WRITTEN REQUEST >> From the passage on rights and guarantees, list each moral value it names as supporting a group of rights, along with that group.

In consequence, we cannot distinguish libertarian, political, economic, social and cultural rights attending the duties they imply, because all of them involve positives and negatives duties for the individuals and for the State. Does this mean that the difference among the types of rights makes no sense? Not necessary, we can distinguish among these types of rights if we attend to the moral value that supports them. But this distinction only has methodological aims. In this sense, under libertarian rights is the moral value of autonomy; under political rights the moral value of participation, the value of collective freedom; and under economic, social and cultural rights is the moral value of equality, real and material equality; we could point out another value that is behind the group of new rights as the right to environment: the value of solidarity (Rodríguez Palop, 2002). In the different periods of history, the presence of these values in the different theories of justice made the institutions change, depending on the theory of justice adopted.

Close to rights and duties there is another institution: the guarantees. Sometimes the concept of guarantee has been introduced in the very concept of right. In my opinion this is not correct. For example, Peces-Barba has reformulated the dualist vision of human rights in what he calls an integral vision. He added to the dimension of the moral values and the legal validity, a third one, the dimension of effectiveness (Peces-Barba, 1995). To recognize a right is necessary not only that it were a justified moral claim included in a legal rule, but also it is necessary that right could be effective. This concept is related to scarcity. In a context of scarcity, as this in which we live, it is possible that a moral claim couldn’t be a reality, a fact, and that would make impossible an egalitarian content of rights. In consequence, the scarcity makes it impossible to consider a moral claim as a general law.

In my opinion, this third requirement has risks because if we accept it the recognition of rights depends on the availability of economic resources. This is a good argument for the neo-liberalism; probably neo-liberal authors would say that there are only resources to recognize the right to security and freedom and the social, economical and cultural rights cannot be recognized as rights because we haven’t enough resources to make them effective. This argument implies that we are putting the economy over moral and law, but I think the order should be the contrary: the economy under moral and law. Obviously, in my opinion, the Prof. Peces-Barba’s purpose with his integral vision is to demonstrate that the efficacy is also important for rights to be real triumphs and not only a catalogue of purposes without any consequence.

This reflection is very important. However, from my point of view, the effectiveness does not relate to the concept of right, but to the concept of guarantee. The concepts of rights, duties and guarantees are very close because they are all institutions that translate the moral content of a theory of justice, but I think it is possible to distinguish them. When I talk about guarantees I am not referring to the secondary guarantees of rights following the Italian professor Ferrajoli (Ferrajoli, 1989, 1999, 2000). The secondary guarantees are the jurisdictional ones, that is, the possibility we have to go to a judge or a Court when one of our rights is harmed. These guarantees are very important for the Rule of Law. However, when I talk here about guarantees I am referring to the primary ones, that is, the different institutions and mechanisms through which rights are effective. Rights and guarantees are both of them institutions and the place of guarantees is secondary respect to rights, because they try to make real and effective the content of the fundamental rights. We must not confuse the object of a right with its ways of satisfaction. In fact, a right can be satisfied in different ways, and when I talk about guarantees I am talking about that, about different ways of satisfying rights. I am going to exemplify this distinction with a civil right. Everybody has a right to security. Nowadays, one institution that guarantees this right is the police. Does it mean that we have a “right to police”? Obviously not. The police are only an institution that makes real and effective the object of the right to security. We could imagine another institution that guarantees with the same or more efficiency the content of this right. In that case, if we substitute the police by this new institution, we could not say that our right is being attacked. A right is determined by its object; the different ways of making the content of a right real and effective depend on the guarantees.

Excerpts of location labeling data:
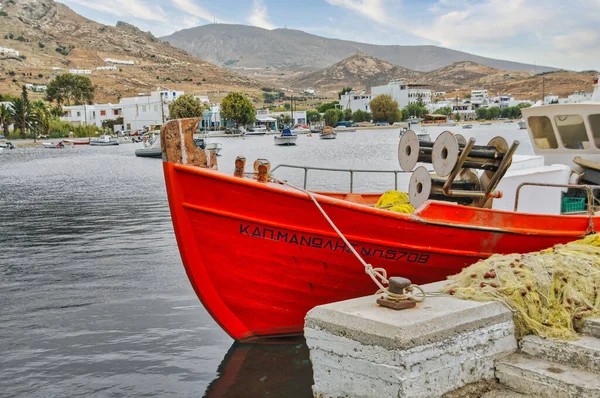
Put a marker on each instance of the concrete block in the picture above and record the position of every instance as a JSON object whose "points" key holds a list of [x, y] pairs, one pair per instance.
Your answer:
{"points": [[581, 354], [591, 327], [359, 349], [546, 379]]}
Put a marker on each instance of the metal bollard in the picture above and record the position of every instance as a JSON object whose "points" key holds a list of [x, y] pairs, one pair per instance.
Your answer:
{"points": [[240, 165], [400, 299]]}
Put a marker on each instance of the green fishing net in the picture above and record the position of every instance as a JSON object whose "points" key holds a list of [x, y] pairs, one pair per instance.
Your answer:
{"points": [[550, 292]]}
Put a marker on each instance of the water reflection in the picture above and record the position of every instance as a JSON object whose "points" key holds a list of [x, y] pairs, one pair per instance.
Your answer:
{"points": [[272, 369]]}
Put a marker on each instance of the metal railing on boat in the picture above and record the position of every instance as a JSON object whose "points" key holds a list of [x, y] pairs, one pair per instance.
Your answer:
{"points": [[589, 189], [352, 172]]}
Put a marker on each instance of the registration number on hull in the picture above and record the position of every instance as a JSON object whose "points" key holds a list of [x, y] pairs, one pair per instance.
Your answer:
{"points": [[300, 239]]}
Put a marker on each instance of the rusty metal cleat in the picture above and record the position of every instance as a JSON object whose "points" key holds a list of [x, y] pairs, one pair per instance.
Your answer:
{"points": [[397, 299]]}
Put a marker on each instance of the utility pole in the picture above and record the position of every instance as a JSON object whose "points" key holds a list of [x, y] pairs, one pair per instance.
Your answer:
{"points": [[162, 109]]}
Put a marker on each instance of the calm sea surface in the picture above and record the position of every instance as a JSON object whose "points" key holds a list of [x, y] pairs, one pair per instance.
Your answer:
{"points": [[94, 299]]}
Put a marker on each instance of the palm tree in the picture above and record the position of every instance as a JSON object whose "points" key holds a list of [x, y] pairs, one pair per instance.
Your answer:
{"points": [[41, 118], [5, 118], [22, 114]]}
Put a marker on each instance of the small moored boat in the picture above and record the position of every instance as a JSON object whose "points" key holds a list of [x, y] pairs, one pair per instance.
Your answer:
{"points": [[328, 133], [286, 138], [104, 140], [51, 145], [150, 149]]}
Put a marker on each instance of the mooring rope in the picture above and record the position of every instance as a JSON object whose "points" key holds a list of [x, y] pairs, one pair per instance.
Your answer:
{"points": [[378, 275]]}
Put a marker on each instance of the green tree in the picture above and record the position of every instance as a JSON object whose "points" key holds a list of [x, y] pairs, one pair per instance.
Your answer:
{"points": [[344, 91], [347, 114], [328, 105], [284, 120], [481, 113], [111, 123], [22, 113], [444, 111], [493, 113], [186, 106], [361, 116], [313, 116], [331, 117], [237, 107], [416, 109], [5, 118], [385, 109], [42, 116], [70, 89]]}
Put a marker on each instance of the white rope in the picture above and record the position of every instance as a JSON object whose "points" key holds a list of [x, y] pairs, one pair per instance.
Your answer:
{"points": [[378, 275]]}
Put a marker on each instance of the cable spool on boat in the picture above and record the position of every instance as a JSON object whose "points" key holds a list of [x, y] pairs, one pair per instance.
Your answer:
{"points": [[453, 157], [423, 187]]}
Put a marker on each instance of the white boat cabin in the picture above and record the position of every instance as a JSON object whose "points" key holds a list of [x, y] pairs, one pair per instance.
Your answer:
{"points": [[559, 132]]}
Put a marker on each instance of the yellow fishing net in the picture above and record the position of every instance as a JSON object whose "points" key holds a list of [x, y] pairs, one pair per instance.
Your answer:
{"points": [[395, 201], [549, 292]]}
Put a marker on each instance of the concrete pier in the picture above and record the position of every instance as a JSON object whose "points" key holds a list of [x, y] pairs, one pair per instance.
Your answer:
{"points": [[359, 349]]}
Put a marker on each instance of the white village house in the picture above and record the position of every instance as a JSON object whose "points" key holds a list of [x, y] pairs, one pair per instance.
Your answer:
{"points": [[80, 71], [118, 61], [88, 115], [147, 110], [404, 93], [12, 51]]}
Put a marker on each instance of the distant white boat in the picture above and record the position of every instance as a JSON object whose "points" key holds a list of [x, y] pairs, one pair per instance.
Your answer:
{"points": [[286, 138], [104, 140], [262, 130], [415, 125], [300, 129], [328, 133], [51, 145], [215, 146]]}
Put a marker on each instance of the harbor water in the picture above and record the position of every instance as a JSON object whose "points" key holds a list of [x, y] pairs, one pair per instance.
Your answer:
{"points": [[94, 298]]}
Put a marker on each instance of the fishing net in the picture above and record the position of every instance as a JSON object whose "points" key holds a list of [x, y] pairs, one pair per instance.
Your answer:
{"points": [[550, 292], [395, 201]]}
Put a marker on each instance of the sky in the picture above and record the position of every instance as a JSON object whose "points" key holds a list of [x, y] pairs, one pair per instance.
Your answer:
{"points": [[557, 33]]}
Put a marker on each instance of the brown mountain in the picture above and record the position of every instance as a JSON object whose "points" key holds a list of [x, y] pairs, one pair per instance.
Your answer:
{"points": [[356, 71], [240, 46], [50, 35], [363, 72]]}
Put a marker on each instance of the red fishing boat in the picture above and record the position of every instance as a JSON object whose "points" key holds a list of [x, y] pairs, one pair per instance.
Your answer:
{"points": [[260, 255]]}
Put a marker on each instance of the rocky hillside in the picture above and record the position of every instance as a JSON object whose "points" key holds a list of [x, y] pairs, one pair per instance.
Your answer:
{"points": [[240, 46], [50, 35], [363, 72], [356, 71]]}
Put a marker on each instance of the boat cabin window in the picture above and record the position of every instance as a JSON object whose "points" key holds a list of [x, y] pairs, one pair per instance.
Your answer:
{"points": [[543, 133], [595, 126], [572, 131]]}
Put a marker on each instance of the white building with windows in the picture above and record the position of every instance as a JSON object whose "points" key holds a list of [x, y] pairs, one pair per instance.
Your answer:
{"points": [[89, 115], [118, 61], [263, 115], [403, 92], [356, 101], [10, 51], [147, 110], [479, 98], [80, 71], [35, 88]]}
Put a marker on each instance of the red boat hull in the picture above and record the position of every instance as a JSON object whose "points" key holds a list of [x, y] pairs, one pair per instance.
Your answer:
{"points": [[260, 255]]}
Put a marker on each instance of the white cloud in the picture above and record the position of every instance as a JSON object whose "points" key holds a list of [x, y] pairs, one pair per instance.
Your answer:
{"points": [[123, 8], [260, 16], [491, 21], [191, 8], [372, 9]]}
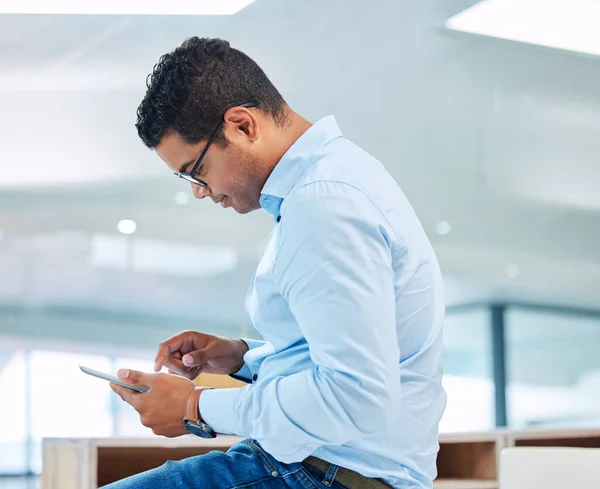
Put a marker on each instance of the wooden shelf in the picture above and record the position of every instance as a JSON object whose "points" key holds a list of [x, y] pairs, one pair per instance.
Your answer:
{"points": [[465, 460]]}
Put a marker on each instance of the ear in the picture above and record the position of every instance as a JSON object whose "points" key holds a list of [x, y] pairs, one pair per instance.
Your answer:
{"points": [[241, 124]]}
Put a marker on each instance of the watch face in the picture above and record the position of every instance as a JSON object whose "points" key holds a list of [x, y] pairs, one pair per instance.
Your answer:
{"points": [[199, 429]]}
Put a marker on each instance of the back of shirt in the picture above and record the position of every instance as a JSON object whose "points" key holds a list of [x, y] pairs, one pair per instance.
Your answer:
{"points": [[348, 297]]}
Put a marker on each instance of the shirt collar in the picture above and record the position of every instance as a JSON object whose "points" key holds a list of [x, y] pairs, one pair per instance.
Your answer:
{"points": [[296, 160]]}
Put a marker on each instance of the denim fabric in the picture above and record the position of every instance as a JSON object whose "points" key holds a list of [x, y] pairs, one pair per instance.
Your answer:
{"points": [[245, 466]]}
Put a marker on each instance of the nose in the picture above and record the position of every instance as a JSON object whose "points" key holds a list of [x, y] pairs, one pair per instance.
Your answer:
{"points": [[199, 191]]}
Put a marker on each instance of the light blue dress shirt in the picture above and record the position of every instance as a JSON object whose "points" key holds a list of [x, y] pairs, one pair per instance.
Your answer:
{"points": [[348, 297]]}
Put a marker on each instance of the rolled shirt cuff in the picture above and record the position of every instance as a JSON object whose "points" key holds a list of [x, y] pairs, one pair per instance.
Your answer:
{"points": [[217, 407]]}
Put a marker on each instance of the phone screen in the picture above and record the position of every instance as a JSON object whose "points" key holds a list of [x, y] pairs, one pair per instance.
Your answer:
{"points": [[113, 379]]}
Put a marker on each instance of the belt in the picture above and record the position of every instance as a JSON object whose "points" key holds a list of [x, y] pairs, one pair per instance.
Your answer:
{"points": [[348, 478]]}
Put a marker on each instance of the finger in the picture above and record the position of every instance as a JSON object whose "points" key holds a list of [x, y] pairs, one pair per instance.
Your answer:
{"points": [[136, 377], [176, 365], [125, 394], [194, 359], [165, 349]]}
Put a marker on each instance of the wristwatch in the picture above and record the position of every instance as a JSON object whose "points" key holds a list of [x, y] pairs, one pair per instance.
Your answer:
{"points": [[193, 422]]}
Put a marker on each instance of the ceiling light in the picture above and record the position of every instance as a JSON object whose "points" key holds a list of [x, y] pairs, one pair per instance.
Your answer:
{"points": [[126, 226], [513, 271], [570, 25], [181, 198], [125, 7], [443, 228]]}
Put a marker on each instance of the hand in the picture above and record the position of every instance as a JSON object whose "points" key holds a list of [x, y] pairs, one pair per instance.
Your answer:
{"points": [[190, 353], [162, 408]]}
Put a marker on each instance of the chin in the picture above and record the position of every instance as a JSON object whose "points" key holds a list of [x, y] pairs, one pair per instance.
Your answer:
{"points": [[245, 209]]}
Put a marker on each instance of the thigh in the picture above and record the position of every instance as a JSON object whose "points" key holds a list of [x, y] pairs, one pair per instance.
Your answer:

THE RESPONSE >>
- Autonomy: libertarian rights
- Participation (collective freedom): political rights
- Equality (real and material equality): economic, social and cultural rights
- Solidarity: the group of new rights, such as the right to environment